■ Task requirements ■
Work out how many lines in the data that follows contain "below". Write nothing but the number.

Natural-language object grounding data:
------------------------------------------------

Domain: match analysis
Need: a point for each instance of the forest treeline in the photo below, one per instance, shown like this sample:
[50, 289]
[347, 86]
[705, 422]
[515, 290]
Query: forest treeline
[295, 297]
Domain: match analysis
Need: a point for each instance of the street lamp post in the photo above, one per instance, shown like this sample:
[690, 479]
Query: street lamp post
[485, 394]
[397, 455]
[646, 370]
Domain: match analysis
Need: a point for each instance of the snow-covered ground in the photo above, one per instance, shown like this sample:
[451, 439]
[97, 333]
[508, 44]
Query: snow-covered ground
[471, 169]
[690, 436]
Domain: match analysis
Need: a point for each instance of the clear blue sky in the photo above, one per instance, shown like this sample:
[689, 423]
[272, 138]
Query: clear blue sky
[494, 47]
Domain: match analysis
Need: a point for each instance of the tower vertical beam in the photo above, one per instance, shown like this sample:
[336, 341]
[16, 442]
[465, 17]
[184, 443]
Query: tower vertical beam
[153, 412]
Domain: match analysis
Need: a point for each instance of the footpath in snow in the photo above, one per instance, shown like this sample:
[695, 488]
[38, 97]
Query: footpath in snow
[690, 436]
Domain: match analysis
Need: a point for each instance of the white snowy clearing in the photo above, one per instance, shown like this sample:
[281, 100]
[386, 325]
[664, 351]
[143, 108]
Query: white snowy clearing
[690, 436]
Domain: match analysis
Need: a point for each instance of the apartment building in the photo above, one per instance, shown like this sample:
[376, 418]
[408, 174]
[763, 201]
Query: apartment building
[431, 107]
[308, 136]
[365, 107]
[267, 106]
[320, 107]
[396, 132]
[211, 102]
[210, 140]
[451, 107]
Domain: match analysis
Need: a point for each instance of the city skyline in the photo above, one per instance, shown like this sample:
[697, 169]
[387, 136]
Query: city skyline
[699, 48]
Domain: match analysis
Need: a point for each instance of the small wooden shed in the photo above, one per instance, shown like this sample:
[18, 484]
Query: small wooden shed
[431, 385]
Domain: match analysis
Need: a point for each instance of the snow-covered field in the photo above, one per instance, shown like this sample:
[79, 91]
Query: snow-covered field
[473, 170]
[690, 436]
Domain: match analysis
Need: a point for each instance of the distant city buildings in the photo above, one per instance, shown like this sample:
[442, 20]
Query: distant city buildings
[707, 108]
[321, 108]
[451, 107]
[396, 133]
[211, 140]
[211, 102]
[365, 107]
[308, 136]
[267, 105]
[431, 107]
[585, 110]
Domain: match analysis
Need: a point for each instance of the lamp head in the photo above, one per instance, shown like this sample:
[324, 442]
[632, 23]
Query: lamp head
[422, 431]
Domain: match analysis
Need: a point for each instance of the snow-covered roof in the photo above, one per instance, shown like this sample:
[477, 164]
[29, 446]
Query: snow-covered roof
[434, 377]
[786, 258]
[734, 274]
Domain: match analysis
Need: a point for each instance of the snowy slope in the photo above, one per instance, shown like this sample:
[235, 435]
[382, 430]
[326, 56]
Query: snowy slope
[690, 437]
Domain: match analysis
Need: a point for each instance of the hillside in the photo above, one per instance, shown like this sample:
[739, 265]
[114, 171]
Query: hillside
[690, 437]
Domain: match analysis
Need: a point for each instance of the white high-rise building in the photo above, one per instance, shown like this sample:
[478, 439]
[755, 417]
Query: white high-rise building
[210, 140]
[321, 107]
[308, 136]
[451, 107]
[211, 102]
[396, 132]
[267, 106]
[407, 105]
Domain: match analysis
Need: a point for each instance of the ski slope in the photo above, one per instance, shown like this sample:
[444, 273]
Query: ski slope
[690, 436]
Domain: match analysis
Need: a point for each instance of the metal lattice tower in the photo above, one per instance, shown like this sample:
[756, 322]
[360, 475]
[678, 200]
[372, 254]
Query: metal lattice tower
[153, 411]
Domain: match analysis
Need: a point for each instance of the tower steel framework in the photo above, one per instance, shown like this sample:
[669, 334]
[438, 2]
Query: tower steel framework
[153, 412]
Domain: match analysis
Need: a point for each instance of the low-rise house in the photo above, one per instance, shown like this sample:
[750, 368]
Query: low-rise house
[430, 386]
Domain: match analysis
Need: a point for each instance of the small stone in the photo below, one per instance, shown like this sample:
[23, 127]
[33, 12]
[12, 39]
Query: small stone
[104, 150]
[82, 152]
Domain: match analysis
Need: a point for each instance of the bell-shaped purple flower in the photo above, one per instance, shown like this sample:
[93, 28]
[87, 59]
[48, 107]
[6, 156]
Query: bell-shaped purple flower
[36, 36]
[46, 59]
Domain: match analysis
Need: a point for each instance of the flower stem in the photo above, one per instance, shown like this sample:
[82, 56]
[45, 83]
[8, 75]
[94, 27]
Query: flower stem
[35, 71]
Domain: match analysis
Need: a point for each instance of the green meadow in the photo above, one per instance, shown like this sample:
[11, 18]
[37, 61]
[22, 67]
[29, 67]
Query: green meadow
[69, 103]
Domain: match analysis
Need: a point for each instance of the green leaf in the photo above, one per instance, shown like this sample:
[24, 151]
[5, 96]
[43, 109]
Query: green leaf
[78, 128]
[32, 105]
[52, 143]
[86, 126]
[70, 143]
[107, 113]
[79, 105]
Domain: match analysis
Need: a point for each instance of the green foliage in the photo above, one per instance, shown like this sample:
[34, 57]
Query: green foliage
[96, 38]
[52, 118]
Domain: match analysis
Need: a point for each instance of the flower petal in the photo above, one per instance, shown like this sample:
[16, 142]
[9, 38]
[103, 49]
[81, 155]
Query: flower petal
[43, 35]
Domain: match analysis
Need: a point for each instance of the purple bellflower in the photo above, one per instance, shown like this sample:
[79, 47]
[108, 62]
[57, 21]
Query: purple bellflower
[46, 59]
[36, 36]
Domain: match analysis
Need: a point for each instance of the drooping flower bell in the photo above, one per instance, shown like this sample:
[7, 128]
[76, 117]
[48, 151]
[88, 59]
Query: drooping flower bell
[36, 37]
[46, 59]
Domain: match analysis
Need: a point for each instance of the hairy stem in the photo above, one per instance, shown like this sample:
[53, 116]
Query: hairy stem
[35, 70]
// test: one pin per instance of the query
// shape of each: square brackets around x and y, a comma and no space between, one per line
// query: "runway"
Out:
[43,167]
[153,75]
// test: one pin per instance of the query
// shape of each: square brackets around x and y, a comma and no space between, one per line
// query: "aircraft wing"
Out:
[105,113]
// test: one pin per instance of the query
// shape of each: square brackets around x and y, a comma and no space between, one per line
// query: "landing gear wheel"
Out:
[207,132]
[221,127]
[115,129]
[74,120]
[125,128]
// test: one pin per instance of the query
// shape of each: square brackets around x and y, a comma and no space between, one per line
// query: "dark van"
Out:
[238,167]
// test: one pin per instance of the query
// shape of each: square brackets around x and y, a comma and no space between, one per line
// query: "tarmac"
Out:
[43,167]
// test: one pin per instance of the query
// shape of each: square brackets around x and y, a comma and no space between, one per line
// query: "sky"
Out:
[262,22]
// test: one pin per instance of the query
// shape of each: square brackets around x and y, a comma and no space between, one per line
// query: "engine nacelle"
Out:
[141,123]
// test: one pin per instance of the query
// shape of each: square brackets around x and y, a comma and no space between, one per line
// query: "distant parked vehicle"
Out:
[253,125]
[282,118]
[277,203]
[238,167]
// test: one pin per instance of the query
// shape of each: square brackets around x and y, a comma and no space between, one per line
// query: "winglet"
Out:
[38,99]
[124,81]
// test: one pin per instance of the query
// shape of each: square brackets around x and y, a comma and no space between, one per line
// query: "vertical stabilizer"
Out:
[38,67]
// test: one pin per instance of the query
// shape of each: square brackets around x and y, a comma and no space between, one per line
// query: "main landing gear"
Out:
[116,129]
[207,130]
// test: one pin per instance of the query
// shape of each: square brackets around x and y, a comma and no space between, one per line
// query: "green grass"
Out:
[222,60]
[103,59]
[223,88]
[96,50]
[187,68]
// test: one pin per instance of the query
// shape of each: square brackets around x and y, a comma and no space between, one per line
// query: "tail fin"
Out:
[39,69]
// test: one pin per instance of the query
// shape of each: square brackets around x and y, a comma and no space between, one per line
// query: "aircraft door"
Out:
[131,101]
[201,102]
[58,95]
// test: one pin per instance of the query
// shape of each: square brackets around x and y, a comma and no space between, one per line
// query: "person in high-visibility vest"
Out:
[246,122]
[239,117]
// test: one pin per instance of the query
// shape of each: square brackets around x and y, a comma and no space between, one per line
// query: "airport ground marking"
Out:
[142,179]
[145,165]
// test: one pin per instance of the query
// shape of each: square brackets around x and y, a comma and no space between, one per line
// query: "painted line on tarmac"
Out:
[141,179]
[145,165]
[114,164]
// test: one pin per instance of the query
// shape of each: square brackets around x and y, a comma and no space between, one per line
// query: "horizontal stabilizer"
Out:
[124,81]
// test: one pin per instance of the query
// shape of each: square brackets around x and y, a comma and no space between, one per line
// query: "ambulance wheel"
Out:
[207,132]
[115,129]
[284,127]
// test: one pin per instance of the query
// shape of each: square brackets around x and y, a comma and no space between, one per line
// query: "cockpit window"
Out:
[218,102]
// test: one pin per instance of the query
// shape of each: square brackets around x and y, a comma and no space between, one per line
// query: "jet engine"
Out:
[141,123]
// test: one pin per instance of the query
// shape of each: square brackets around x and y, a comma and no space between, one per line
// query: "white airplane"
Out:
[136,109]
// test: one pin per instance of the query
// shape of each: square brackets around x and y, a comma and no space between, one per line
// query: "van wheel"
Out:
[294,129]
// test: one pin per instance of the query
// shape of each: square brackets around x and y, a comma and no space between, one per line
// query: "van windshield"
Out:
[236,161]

------------------------------------------------

■ Your solution ■
2